→ TASK PROMPT
Using the data below, please return every line exactly as given.

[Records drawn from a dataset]
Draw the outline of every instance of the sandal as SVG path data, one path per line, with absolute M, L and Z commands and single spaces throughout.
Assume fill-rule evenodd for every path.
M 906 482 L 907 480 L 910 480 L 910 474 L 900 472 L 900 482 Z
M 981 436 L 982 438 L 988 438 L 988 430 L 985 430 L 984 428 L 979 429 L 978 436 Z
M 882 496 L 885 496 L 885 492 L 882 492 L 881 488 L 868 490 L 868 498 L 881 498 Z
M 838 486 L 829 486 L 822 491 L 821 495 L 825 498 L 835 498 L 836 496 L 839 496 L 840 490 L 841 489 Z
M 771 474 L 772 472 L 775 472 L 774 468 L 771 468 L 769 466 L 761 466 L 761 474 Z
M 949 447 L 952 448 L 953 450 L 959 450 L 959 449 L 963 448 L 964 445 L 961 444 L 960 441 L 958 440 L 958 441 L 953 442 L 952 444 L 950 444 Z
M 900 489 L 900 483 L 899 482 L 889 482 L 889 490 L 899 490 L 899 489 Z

→ PROBLEM SOLUTION
Draw the outline of every instance of the sandal as SVG path data, one path per line, with absolute M, L and Z commands and single spaces throughout.
Assume fill-rule evenodd for every path.
M 906 482 L 907 480 L 910 480 L 910 474 L 900 472 L 900 482 Z
M 981 436 L 982 438 L 988 438 L 988 430 L 985 430 L 984 428 L 979 429 L 978 436 Z
M 882 496 L 885 496 L 885 492 L 882 492 L 881 488 L 868 490 L 868 498 L 881 498 Z
M 838 486 L 829 486 L 822 491 L 821 495 L 825 498 L 835 498 L 836 496 L 839 496 L 840 490 L 841 489 Z
M 771 474 L 772 472 L 775 472 L 774 468 L 771 468 L 769 466 L 761 466 L 761 474 Z
M 949 447 L 952 448 L 953 450 L 959 450 L 959 449 L 963 448 L 964 445 L 961 444 L 960 441 L 958 440 L 958 441 L 953 442 L 952 444 L 950 444 Z
M 900 489 L 900 483 L 899 482 L 889 482 L 889 490 L 899 490 L 899 489 Z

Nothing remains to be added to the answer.